Source data:
☆ ☆ ☆ ☆

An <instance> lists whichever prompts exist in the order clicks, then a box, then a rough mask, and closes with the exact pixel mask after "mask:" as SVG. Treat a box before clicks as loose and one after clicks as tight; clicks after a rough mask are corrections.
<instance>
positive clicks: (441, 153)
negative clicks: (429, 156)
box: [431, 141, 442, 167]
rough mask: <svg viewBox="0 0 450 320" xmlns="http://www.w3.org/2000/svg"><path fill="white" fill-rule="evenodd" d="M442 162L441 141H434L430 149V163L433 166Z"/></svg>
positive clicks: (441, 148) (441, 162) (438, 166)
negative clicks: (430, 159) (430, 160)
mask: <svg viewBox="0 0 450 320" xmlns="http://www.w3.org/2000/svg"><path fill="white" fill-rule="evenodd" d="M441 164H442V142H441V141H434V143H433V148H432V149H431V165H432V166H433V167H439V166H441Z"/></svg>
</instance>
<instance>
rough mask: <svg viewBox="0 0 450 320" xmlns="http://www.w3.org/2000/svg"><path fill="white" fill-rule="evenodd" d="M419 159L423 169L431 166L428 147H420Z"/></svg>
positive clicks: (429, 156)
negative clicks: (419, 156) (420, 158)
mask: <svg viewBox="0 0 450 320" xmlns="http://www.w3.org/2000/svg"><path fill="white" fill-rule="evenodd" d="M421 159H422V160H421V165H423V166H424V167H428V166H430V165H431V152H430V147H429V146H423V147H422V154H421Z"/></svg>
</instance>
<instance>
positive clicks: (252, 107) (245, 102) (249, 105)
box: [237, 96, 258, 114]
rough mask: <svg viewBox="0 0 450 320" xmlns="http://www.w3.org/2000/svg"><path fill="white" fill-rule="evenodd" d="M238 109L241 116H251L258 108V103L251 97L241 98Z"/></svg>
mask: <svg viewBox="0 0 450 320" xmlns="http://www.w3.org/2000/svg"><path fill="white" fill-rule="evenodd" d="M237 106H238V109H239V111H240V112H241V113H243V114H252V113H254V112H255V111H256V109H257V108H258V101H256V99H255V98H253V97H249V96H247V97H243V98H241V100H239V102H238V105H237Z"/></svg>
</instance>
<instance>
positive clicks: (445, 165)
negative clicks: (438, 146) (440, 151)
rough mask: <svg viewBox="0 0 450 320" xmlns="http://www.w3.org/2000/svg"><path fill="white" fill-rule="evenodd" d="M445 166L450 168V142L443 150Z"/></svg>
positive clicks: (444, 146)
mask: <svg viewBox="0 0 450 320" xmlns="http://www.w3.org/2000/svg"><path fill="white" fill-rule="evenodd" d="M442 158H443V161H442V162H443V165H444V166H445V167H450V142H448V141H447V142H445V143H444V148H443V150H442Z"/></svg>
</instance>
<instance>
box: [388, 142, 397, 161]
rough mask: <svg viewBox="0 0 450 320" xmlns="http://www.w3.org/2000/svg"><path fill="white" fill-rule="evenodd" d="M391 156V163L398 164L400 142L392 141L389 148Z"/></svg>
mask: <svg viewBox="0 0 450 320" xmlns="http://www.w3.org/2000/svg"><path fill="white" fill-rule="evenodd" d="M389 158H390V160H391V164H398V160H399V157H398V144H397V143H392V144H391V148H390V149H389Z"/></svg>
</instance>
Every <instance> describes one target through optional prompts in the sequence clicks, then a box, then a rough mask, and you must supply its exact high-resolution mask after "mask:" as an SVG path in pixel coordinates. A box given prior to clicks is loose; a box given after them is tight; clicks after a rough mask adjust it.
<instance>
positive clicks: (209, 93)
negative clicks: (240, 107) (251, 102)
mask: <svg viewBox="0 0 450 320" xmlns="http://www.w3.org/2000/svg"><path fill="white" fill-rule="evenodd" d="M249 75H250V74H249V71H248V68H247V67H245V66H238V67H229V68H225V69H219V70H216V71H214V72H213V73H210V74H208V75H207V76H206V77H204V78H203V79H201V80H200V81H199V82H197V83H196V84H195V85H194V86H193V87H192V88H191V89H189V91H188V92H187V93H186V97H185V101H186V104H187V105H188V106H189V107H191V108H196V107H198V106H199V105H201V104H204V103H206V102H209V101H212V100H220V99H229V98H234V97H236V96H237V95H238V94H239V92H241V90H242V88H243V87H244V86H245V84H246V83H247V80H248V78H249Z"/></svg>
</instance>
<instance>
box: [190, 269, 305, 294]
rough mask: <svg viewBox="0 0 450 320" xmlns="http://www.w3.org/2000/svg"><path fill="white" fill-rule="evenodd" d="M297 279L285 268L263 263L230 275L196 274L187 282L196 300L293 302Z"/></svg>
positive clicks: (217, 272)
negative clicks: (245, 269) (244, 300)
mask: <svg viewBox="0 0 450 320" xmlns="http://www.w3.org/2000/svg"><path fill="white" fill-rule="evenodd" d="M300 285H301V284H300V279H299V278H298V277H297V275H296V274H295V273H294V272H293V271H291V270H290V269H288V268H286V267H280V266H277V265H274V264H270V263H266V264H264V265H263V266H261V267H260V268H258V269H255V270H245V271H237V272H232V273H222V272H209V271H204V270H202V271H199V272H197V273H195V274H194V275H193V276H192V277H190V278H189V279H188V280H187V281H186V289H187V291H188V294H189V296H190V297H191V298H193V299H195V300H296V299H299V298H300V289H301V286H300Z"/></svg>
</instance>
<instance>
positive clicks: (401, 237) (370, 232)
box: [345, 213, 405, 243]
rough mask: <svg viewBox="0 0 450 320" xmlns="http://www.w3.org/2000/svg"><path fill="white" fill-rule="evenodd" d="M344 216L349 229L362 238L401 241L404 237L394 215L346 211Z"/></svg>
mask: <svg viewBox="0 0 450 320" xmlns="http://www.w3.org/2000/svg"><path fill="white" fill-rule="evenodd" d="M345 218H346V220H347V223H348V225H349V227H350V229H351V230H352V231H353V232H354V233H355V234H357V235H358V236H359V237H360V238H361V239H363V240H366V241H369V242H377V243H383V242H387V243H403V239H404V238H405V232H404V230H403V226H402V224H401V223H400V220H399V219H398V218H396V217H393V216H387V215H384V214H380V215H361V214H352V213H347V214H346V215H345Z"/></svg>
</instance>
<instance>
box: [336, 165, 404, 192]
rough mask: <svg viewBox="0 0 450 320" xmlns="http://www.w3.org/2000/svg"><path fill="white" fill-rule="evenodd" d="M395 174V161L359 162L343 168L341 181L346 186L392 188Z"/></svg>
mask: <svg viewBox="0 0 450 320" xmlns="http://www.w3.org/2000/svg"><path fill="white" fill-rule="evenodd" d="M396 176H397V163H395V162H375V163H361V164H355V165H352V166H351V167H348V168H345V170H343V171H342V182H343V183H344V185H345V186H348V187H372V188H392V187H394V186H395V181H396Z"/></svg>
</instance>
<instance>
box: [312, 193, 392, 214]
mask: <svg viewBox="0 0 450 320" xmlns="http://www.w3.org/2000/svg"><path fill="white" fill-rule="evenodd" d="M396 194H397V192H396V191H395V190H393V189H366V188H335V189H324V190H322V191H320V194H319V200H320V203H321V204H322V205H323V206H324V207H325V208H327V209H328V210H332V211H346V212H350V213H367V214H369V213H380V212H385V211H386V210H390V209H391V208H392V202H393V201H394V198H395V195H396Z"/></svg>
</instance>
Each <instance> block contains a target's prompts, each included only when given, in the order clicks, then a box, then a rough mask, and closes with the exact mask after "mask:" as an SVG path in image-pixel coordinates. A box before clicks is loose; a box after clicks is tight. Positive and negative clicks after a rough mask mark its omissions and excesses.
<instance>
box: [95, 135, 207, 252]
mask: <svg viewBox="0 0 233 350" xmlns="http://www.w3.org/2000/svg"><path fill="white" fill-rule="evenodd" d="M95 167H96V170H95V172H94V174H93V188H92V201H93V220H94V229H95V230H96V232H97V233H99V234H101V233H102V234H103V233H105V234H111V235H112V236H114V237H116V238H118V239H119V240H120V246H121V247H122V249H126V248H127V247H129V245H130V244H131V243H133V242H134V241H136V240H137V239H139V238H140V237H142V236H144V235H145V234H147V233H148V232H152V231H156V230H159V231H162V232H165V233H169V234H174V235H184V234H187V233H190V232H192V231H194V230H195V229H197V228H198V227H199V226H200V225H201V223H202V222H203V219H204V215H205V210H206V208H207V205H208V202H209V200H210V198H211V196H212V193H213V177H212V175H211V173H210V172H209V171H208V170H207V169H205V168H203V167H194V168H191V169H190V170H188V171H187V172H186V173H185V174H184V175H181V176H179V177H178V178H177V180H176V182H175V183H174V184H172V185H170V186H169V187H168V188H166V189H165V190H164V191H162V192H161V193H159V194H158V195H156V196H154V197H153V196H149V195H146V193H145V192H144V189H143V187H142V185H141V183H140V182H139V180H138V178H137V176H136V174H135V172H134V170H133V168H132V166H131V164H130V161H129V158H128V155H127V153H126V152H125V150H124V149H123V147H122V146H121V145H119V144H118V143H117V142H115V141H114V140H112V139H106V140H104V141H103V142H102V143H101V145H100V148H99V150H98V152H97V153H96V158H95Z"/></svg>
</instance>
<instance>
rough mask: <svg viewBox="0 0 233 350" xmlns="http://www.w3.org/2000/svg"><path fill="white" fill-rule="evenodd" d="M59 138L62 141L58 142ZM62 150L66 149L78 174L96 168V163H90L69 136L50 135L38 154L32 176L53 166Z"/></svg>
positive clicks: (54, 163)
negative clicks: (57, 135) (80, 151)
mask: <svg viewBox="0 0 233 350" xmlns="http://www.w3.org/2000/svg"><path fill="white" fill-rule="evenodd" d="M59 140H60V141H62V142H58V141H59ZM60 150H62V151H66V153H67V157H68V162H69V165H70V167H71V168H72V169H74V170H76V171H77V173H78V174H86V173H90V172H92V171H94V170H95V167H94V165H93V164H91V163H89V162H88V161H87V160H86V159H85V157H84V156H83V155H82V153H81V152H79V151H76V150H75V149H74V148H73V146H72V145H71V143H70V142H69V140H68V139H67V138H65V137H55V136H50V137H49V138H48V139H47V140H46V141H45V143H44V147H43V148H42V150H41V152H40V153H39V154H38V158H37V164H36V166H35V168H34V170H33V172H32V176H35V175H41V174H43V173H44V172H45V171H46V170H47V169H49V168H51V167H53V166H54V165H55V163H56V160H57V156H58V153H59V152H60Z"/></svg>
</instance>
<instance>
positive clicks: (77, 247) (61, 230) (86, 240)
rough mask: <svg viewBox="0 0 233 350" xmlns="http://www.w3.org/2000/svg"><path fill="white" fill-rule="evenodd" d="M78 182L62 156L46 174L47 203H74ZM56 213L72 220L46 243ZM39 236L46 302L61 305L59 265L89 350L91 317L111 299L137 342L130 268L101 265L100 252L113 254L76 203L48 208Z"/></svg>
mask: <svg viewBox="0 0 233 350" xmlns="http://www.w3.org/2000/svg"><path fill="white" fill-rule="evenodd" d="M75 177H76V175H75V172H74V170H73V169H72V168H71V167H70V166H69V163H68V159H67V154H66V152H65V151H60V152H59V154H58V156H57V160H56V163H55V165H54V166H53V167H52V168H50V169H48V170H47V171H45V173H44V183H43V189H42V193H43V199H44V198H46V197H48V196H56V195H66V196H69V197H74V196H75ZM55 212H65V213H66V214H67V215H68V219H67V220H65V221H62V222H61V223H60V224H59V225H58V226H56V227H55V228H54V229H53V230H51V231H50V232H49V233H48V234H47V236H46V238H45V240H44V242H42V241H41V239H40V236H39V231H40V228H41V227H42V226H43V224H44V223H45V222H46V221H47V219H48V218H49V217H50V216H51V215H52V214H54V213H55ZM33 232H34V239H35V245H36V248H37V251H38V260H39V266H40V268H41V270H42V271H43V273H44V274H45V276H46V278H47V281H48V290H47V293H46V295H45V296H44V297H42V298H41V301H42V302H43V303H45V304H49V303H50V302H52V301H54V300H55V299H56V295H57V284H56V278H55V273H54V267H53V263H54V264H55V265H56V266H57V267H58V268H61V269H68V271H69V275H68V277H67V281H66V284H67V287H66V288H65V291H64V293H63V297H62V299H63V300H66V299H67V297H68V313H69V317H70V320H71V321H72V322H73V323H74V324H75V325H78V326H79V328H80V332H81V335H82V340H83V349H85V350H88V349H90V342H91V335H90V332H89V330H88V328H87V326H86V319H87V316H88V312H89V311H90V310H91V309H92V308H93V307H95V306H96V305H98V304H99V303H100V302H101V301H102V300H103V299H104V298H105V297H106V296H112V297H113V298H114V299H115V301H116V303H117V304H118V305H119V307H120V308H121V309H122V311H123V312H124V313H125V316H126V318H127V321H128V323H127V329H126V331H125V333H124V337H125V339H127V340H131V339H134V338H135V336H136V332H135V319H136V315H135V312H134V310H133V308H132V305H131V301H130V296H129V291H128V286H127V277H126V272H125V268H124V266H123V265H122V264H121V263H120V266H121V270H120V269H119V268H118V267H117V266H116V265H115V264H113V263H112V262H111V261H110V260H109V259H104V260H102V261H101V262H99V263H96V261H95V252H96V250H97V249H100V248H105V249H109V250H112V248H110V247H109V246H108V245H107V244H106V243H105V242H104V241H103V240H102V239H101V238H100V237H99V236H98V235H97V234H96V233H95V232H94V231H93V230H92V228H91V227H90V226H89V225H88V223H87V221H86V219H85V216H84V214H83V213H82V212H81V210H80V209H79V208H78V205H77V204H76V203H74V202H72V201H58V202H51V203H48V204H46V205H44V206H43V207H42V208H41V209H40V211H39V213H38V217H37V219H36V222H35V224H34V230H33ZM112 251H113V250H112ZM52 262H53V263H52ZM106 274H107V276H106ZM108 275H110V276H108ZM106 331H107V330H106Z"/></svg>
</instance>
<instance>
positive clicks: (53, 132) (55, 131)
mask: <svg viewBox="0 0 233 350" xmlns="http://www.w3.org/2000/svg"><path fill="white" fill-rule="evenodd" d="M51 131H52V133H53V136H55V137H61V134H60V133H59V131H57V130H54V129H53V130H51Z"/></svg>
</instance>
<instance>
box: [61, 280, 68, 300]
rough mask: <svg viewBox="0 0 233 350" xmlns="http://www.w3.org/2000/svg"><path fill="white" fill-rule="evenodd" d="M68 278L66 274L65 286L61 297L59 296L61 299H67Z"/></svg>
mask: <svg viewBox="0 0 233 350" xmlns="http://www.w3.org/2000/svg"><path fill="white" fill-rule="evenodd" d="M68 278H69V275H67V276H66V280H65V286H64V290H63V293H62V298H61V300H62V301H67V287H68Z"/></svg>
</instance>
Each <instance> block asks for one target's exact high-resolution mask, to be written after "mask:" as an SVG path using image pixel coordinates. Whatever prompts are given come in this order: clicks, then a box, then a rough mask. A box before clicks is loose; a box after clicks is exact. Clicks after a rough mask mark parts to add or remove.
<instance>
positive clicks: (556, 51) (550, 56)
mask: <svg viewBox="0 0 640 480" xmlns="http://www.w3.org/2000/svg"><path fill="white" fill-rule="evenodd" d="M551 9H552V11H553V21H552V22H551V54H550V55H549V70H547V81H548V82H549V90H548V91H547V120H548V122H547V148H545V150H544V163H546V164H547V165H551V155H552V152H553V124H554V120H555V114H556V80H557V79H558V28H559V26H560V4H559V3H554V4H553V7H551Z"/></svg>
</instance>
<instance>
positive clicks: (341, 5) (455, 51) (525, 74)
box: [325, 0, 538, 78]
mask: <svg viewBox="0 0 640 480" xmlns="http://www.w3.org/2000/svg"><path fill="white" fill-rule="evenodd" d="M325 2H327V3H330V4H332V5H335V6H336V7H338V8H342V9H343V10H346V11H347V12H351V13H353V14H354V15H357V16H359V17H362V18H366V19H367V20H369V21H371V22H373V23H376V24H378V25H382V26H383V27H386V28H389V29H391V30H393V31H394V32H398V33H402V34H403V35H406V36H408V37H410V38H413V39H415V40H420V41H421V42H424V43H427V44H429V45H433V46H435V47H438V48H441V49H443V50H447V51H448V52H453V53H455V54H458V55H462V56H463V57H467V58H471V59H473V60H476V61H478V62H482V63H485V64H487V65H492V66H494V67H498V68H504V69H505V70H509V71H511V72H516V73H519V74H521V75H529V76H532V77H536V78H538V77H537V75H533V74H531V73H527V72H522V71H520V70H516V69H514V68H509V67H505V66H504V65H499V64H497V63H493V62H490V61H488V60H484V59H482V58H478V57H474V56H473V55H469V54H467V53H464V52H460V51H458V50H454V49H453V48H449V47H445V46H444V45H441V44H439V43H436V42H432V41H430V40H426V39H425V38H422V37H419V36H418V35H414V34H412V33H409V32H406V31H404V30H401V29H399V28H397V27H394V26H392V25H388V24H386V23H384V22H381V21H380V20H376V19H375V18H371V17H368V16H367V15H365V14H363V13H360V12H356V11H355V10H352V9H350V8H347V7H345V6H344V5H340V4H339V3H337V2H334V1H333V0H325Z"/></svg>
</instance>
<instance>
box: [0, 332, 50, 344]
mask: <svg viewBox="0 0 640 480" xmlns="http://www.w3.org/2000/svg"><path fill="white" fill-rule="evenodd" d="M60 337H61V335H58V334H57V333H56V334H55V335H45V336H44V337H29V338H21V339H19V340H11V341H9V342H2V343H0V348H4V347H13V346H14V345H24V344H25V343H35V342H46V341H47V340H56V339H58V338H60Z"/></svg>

☆ ☆ ☆ ☆

(Your goal) In the records above, find every line that contains the word "with" and copy it.

(Expected output)
An <instance> lists whichever prompts exist in the order clicks, then a box, then a rough mask, and closes with the exact pixel mask after "mask:" as SVG. Treat a box before clicks as loose and one after clicks as tight; clicks after a rough mask are corrections.
Each <instance> block contains a target's prompts, each included only when given, in the order clicks, then a box, then a rough mask, and closes with the exact mask after "mask:" as an SVG path in image-pixel coordinates. A box before clicks is loose; a box after clicks is tight. Positive and negative clicks after a rough mask mark its omissions and excesses.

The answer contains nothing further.